Information supplied Start Marker
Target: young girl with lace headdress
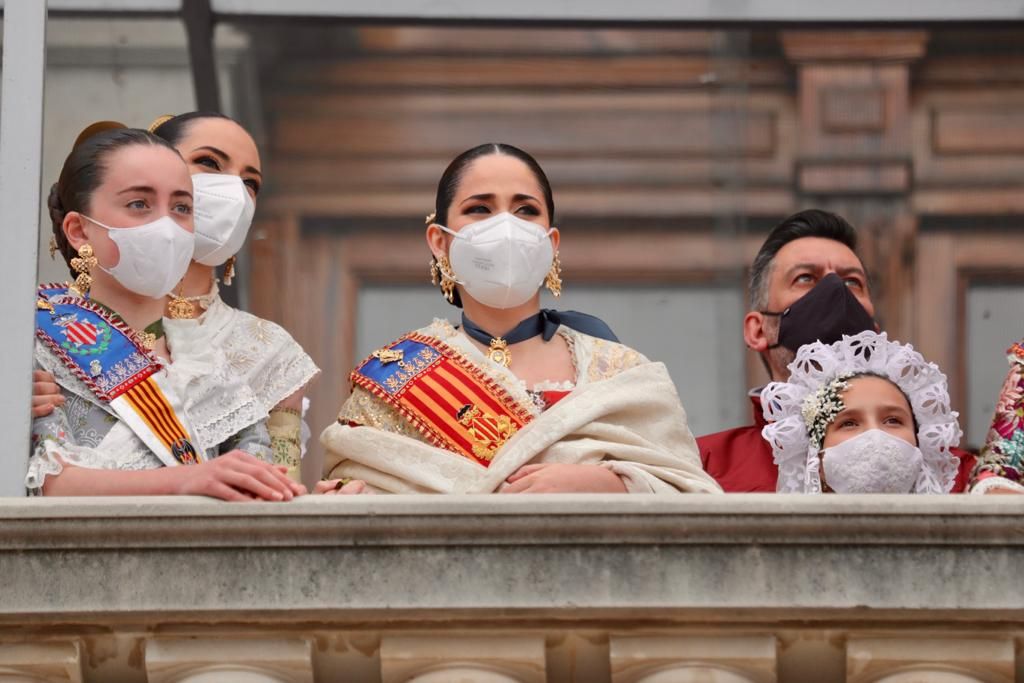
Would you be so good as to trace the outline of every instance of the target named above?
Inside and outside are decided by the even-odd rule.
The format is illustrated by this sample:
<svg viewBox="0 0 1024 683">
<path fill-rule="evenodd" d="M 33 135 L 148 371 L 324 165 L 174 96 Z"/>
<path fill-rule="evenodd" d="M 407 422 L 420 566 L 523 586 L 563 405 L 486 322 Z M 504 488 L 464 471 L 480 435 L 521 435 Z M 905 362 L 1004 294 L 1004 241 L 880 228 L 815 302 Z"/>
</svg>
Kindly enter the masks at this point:
<svg viewBox="0 0 1024 683">
<path fill-rule="evenodd" d="M 909 344 L 861 332 L 800 348 L 761 393 L 779 493 L 950 493 L 962 434 L 946 376 Z"/>
</svg>

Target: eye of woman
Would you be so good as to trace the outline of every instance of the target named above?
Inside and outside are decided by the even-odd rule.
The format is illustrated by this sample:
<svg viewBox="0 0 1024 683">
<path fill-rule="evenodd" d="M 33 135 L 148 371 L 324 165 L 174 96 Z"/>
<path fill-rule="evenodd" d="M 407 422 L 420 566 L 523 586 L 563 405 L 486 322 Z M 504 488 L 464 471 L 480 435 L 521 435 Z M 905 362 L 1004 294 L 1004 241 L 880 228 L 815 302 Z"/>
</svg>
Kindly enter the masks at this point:
<svg viewBox="0 0 1024 683">
<path fill-rule="evenodd" d="M 532 206 L 530 204 L 524 204 L 524 205 L 520 206 L 518 209 L 516 209 L 516 213 L 522 213 L 522 214 L 525 214 L 527 216 L 539 216 L 540 215 L 540 211 L 537 210 L 537 207 Z"/>
<path fill-rule="evenodd" d="M 135 209 L 135 210 L 140 210 L 140 211 L 142 209 L 148 209 L 149 208 L 149 204 L 146 203 L 145 199 L 133 199 L 130 202 L 128 202 L 127 204 L 125 204 L 125 206 L 127 208 L 129 208 L 129 209 Z"/>
<path fill-rule="evenodd" d="M 206 166 L 207 168 L 211 168 L 214 171 L 220 171 L 220 163 L 216 159 L 214 159 L 213 157 L 211 157 L 209 155 L 203 155 L 201 157 L 196 157 L 193 160 L 192 163 L 194 163 L 194 164 L 196 164 L 198 166 Z"/>
<path fill-rule="evenodd" d="M 856 427 L 856 426 L 857 426 L 857 421 L 854 420 L 852 417 L 848 417 L 848 418 L 845 418 L 843 420 L 839 420 L 836 423 L 836 428 L 837 429 L 846 429 L 847 427 Z"/>
<path fill-rule="evenodd" d="M 884 423 L 887 425 L 894 425 L 896 427 L 902 427 L 904 422 L 903 418 L 899 415 L 890 415 L 885 418 Z"/>
<path fill-rule="evenodd" d="M 855 278 L 855 277 L 848 277 L 843 282 L 846 283 L 847 287 L 851 287 L 853 289 L 863 289 L 864 288 L 864 283 L 861 282 L 860 279 Z"/>
<path fill-rule="evenodd" d="M 260 193 L 260 183 L 255 178 L 244 178 L 242 182 L 245 183 L 246 187 L 252 190 L 252 193 L 254 195 Z"/>
<path fill-rule="evenodd" d="M 472 206 L 467 207 L 462 213 L 464 213 L 464 214 L 471 214 L 471 213 L 490 213 L 490 212 L 491 212 L 490 208 L 485 206 L 484 204 L 474 204 Z"/>
<path fill-rule="evenodd" d="M 189 214 L 192 213 L 192 205 L 188 204 L 187 202 L 178 202 L 172 207 L 171 210 L 174 211 L 175 213 L 180 213 L 183 216 L 188 216 Z"/>
</svg>

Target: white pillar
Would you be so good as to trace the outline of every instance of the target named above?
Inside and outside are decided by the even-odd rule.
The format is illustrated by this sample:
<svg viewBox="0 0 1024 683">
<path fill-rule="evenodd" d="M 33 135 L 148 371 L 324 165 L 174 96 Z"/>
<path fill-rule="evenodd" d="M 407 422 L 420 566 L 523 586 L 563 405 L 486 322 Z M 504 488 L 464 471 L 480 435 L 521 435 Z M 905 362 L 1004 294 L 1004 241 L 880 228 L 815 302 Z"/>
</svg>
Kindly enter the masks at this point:
<svg viewBox="0 0 1024 683">
<path fill-rule="evenodd" d="M 313 683 L 313 654 L 297 638 L 152 640 L 149 683 Z"/>
<path fill-rule="evenodd" d="M 0 683 L 82 683 L 77 642 L 0 645 Z"/>
<path fill-rule="evenodd" d="M 383 683 L 544 683 L 543 635 L 388 636 Z"/>
<path fill-rule="evenodd" d="M 612 683 L 775 683 L 769 635 L 612 636 Z"/>
<path fill-rule="evenodd" d="M 43 163 L 43 77 L 46 0 L 4 3 L 3 93 L 0 95 L 0 496 L 25 495 L 32 417 L 32 344 L 35 339 L 39 182 Z"/>
<path fill-rule="evenodd" d="M 850 638 L 847 683 L 1013 683 L 1011 638 Z"/>
</svg>

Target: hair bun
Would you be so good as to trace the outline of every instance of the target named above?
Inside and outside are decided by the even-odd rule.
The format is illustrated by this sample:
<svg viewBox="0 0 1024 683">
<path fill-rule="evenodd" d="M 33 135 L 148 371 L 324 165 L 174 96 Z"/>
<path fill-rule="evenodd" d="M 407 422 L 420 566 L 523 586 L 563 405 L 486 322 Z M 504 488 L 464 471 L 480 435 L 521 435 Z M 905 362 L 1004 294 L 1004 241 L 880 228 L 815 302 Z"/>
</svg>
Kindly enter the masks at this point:
<svg viewBox="0 0 1024 683">
<path fill-rule="evenodd" d="M 150 133 L 156 133 L 157 128 L 164 125 L 165 123 L 173 119 L 175 116 L 177 116 L 177 114 L 164 114 L 163 116 L 158 116 L 156 117 L 156 119 L 153 120 L 153 123 L 149 124 L 149 128 L 147 128 L 146 130 L 148 130 Z"/>
<path fill-rule="evenodd" d="M 64 215 L 67 211 L 64 210 L 64 205 L 60 201 L 60 186 L 58 183 L 50 186 L 50 194 L 46 198 L 46 208 L 50 211 L 50 220 L 53 221 L 54 225 L 64 222 Z"/>
<path fill-rule="evenodd" d="M 96 135 L 97 133 L 102 133 L 105 130 L 115 130 L 117 128 L 127 127 L 128 126 L 124 125 L 119 121 L 97 121 L 96 123 L 90 123 L 84 129 L 82 129 L 82 132 L 78 134 L 77 138 L 75 138 L 75 144 L 71 146 L 71 149 L 75 149 L 80 144 L 91 138 L 93 135 Z"/>
</svg>

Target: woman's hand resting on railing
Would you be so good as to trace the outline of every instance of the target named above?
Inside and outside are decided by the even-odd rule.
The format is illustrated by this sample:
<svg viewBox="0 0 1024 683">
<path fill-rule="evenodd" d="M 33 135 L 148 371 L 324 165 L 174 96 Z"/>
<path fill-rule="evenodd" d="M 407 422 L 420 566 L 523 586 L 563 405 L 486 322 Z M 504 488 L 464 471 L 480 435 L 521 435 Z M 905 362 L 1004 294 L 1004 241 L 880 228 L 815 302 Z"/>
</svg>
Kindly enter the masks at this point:
<svg viewBox="0 0 1024 683">
<path fill-rule="evenodd" d="M 599 465 L 539 463 L 520 467 L 499 493 L 626 493 L 626 485 Z"/>
<path fill-rule="evenodd" d="M 366 482 L 361 479 L 324 479 L 316 483 L 313 493 L 325 496 L 347 496 L 370 492 L 366 490 Z"/>
<path fill-rule="evenodd" d="M 288 478 L 286 467 L 272 465 L 245 451 L 231 451 L 198 465 L 169 467 L 179 495 L 210 496 L 228 501 L 286 501 L 306 493 Z"/>
</svg>

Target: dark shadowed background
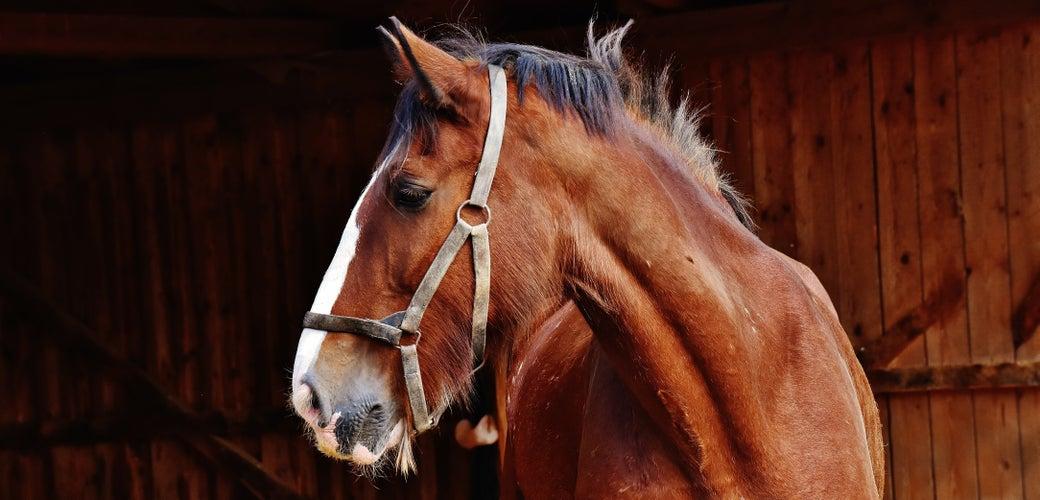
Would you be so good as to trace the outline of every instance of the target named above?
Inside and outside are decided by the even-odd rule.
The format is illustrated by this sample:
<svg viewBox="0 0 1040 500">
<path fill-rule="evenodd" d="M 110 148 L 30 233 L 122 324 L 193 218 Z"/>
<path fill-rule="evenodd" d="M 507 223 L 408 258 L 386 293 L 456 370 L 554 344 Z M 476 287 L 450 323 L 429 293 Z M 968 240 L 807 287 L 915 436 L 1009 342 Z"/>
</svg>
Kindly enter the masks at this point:
<svg viewBox="0 0 1040 500">
<path fill-rule="evenodd" d="M 593 12 L 672 58 L 761 237 L 831 293 L 889 496 L 1040 498 L 1021 0 L 0 0 L 0 497 L 493 497 L 450 418 L 418 476 L 356 479 L 289 371 L 395 98 L 374 27 L 580 51 Z"/>
</svg>

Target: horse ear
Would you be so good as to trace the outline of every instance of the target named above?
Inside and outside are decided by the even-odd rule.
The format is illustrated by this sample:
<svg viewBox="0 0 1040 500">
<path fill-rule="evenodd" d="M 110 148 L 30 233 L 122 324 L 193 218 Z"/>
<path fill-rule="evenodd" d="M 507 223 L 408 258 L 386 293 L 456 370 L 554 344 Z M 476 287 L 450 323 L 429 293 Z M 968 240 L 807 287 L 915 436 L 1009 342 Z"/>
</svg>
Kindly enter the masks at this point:
<svg viewBox="0 0 1040 500">
<path fill-rule="evenodd" d="M 394 72 L 401 81 L 415 79 L 422 98 L 435 107 L 453 106 L 456 92 L 466 88 L 466 65 L 455 56 L 423 40 L 396 17 L 390 18 L 390 31 L 380 26 L 384 46 L 394 60 Z"/>
</svg>

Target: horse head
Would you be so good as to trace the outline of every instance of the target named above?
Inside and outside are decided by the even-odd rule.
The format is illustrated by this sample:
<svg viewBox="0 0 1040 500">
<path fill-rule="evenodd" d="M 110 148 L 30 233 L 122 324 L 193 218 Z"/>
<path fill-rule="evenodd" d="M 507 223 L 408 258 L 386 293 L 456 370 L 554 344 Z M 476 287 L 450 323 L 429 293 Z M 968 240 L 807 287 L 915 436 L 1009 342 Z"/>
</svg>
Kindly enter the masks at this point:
Information supplied End Marker
Instructions for the task
The answer is the lines above, word for word, from the first one through the one containing "Target: eye of woman"; it includes no pictures.

Exercise solution
Target: young girl with lace headdress
Would you be so good as to trace the outline of every instance of the target named above?
Inside and outside are decided by the even-odd rule.
The format is illustrated by this sample:
<svg viewBox="0 0 1024 683">
<path fill-rule="evenodd" d="M 33 135 L 148 371 L 324 165 L 174 96 Z"/>
<path fill-rule="evenodd" d="M 407 422 L 420 566 L 523 586 L 563 405 L 486 322 Z M 504 488 L 464 471 L 480 435 L 521 435 Z M 905 362 L 1004 294 L 1004 241 L 880 228 L 815 302 Z"/>
</svg>
Kindly enter the masks at this point:
<svg viewBox="0 0 1024 683">
<path fill-rule="evenodd" d="M 909 344 L 861 332 L 800 348 L 761 393 L 779 493 L 950 493 L 962 434 L 946 376 Z"/>
</svg>

Target: eye of woman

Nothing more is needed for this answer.